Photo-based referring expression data
####################

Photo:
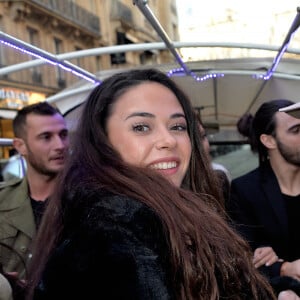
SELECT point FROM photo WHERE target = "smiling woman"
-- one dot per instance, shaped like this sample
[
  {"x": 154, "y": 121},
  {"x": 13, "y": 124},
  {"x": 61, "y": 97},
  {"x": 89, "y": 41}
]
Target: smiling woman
[{"x": 137, "y": 213}]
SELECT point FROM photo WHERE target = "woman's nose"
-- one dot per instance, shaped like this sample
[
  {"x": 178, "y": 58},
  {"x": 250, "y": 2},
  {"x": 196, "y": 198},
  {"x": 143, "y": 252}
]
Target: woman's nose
[{"x": 165, "y": 139}]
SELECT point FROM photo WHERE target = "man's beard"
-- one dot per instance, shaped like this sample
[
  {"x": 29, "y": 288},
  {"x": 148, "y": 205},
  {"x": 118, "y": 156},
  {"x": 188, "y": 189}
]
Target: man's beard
[
  {"x": 290, "y": 154},
  {"x": 39, "y": 166}
]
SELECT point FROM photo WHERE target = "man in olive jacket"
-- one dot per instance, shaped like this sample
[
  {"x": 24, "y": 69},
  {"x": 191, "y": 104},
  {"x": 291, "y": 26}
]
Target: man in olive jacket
[{"x": 41, "y": 138}]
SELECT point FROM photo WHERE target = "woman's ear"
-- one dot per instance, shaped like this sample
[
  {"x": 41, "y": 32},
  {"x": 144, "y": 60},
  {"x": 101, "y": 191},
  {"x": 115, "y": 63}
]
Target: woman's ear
[
  {"x": 268, "y": 141},
  {"x": 20, "y": 146}
]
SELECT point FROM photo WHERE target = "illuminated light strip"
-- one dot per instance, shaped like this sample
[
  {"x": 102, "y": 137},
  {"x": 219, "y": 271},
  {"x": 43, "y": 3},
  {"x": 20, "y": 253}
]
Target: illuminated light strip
[
  {"x": 181, "y": 72},
  {"x": 46, "y": 56}
]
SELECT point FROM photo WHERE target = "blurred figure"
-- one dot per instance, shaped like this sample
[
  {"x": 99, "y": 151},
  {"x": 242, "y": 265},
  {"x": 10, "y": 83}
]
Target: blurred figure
[
  {"x": 265, "y": 203},
  {"x": 41, "y": 138},
  {"x": 221, "y": 172},
  {"x": 137, "y": 219},
  {"x": 5, "y": 289}
]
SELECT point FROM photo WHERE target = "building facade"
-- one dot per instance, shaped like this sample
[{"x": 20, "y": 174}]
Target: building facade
[{"x": 62, "y": 26}]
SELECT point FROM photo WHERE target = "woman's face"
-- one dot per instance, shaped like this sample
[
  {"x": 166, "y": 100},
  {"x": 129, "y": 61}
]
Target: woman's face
[{"x": 148, "y": 128}]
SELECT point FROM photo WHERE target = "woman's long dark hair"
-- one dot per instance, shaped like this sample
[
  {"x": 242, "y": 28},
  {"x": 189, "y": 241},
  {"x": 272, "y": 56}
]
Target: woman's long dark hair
[{"x": 209, "y": 259}]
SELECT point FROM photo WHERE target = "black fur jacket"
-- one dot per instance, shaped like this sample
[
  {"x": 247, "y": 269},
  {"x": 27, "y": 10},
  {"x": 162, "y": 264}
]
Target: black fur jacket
[{"x": 113, "y": 247}]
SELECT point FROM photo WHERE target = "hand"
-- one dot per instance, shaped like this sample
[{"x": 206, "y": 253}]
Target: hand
[{"x": 264, "y": 256}]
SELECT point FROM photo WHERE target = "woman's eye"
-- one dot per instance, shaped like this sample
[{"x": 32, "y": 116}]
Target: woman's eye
[
  {"x": 179, "y": 127},
  {"x": 140, "y": 128}
]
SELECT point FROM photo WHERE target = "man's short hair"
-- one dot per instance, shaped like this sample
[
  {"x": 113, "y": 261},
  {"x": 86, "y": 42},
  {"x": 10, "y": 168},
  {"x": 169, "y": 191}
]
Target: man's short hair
[{"x": 40, "y": 108}]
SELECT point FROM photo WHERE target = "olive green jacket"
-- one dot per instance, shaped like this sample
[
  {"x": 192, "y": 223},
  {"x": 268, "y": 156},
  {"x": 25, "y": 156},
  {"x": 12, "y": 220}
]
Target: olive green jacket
[{"x": 17, "y": 225}]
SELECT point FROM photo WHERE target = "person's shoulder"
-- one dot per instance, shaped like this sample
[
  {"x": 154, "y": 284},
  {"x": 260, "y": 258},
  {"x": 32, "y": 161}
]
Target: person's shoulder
[
  {"x": 5, "y": 289},
  {"x": 10, "y": 183}
]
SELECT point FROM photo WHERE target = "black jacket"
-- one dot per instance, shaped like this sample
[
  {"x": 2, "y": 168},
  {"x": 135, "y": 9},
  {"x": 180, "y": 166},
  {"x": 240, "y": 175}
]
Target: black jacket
[
  {"x": 258, "y": 211},
  {"x": 113, "y": 247}
]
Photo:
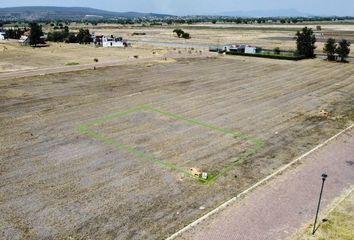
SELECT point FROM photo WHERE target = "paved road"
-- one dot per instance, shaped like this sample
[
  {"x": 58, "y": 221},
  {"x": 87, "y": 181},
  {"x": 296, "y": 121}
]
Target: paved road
[{"x": 278, "y": 209}]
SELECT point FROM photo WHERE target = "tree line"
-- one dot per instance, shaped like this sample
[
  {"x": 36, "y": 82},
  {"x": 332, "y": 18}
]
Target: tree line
[{"x": 306, "y": 45}]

####################

* [Task statement]
All of the data should come back exactly as written, but without pictures.

* [Output below]
Photo:
SELECT point FROM photo WHERE target = "smiling woman"
-- one dot per instance, shaped like this sample
[
  {"x": 154, "y": 121},
  {"x": 13, "y": 124},
  {"x": 61, "y": 97},
  {"x": 89, "y": 41}
]
Target: smiling woman
[{"x": 137, "y": 213}]
SELECT point FROM photo WHERE target = "woman's nose"
-- one dot per instance, shaped like this sample
[
  {"x": 178, "y": 58},
  {"x": 250, "y": 2},
  {"x": 196, "y": 198},
  {"x": 143, "y": 252}
]
Target: woman's nose
[{"x": 165, "y": 139}]
SELECT point FROM photo WHERE target = "man's beard"
-- one dot per instance, shaped like this sample
[
  {"x": 29, "y": 288},
  {"x": 148, "y": 205},
  {"x": 118, "y": 156},
  {"x": 188, "y": 189}
]
Target: man's beard
[
  {"x": 290, "y": 154},
  {"x": 39, "y": 166}
]
SELECT point FROM photo WHERE target = "man in olive jacket"
-- one dot per instance, shaped like this sample
[
  {"x": 24, "y": 69},
  {"x": 191, "y": 104},
  {"x": 291, "y": 26}
]
Target: man in olive jacket
[{"x": 41, "y": 138}]
SELECT point FROM photo WHERE target = "woman's ear"
-- one dot per instance, shaped like this sample
[
  {"x": 41, "y": 32},
  {"x": 144, "y": 60},
  {"x": 101, "y": 191},
  {"x": 115, "y": 63}
]
Target: woman's ear
[
  {"x": 268, "y": 141},
  {"x": 20, "y": 146}
]
SELECT point FROM photo WHERE target = "illuminated light strip"
-- one dot per instance, shaped like this sample
[
  {"x": 102, "y": 137},
  {"x": 219, "y": 271},
  {"x": 43, "y": 3},
  {"x": 20, "y": 253}
]
Target: illuminated light strip
[
  {"x": 181, "y": 72},
  {"x": 46, "y": 56}
]
SELECT point FROM photo WHERE target = "blurred figure"
-- one dot per instance, shaped like this sample
[
  {"x": 99, "y": 151},
  {"x": 242, "y": 265},
  {"x": 10, "y": 83}
]
Target: blurred figure
[
  {"x": 265, "y": 203},
  {"x": 41, "y": 138},
  {"x": 221, "y": 172},
  {"x": 137, "y": 219},
  {"x": 5, "y": 289}
]
SELECT point FROM photo WHERE target = "building facade"
-- one dot per instance, shaped like this sample
[{"x": 20, "y": 174}]
Target: building facade
[{"x": 62, "y": 26}]
SELECT point FROM photo WHERE target = "woman's face"
-- one dot per instance, shaped like this sample
[
  {"x": 166, "y": 100},
  {"x": 129, "y": 61}
]
Target: woman's face
[{"x": 148, "y": 128}]
SELECT point FROM photo WHERE target = "woman's long dark hair"
-- one dot per instance, shaped like this sample
[
  {"x": 242, "y": 28},
  {"x": 189, "y": 241},
  {"x": 272, "y": 56}
]
Target: woman's long dark hair
[{"x": 209, "y": 259}]
SELECT point FROM photo WHERE target = "black fur jacket"
-- one dot per instance, shaped like this sample
[
  {"x": 247, "y": 269},
  {"x": 27, "y": 10},
  {"x": 162, "y": 264}
]
Target: black fur jacket
[{"x": 113, "y": 247}]
SELECT point FROM photo WHERE target = "hand"
-- one dot per instance, shaped like this sample
[{"x": 206, "y": 253}]
Target: hand
[{"x": 264, "y": 256}]
SELECT point FROM photo WHERE target = "woman's eye"
-- one dot per instance, shaped like this sample
[{"x": 32, "y": 116}]
Target: woman's eye
[
  {"x": 179, "y": 127},
  {"x": 140, "y": 128}
]
SELECT point FROM photo WHERE target = "man's short hair"
-- one dot per instance, shaped like this sample
[
  {"x": 113, "y": 261},
  {"x": 86, "y": 42},
  {"x": 10, "y": 168},
  {"x": 169, "y": 191}
]
Target: man's short hair
[{"x": 40, "y": 108}]
SELECT point FROM photo WHERE target = "olive green jacket"
-- one dot per instance, shaped like this sample
[
  {"x": 192, "y": 223},
  {"x": 268, "y": 156},
  {"x": 25, "y": 156},
  {"x": 12, "y": 220}
]
Target: olive green jacket
[{"x": 17, "y": 225}]
SELECT point FROM photo WHERE target = "person's shoulder"
-- one dot per instance, shaped like this sample
[
  {"x": 154, "y": 284},
  {"x": 260, "y": 258},
  {"x": 32, "y": 161}
]
Target: person's shoulder
[
  {"x": 5, "y": 289},
  {"x": 10, "y": 183}
]
SELECT point FROM photo WHERE target = "black jacket"
-- one dot per instance, shaped like this sample
[
  {"x": 2, "y": 168},
  {"x": 135, "y": 9},
  {"x": 180, "y": 166},
  {"x": 240, "y": 175}
]
Target: black jacket
[
  {"x": 258, "y": 211},
  {"x": 113, "y": 247}
]
Photo:
SELECT point FROM photo WHERE target = "paved road"
-- one dot per instance, shaped like this sample
[
  {"x": 58, "y": 221},
  {"x": 87, "y": 181},
  {"x": 296, "y": 121}
]
Target: paved road
[{"x": 278, "y": 209}]
SELECT point FROM photo WHERE target = "tree line"
-- one dot per instance, shaped like this sample
[
  {"x": 36, "y": 82},
  {"x": 332, "y": 18}
]
Target: tree line
[{"x": 306, "y": 45}]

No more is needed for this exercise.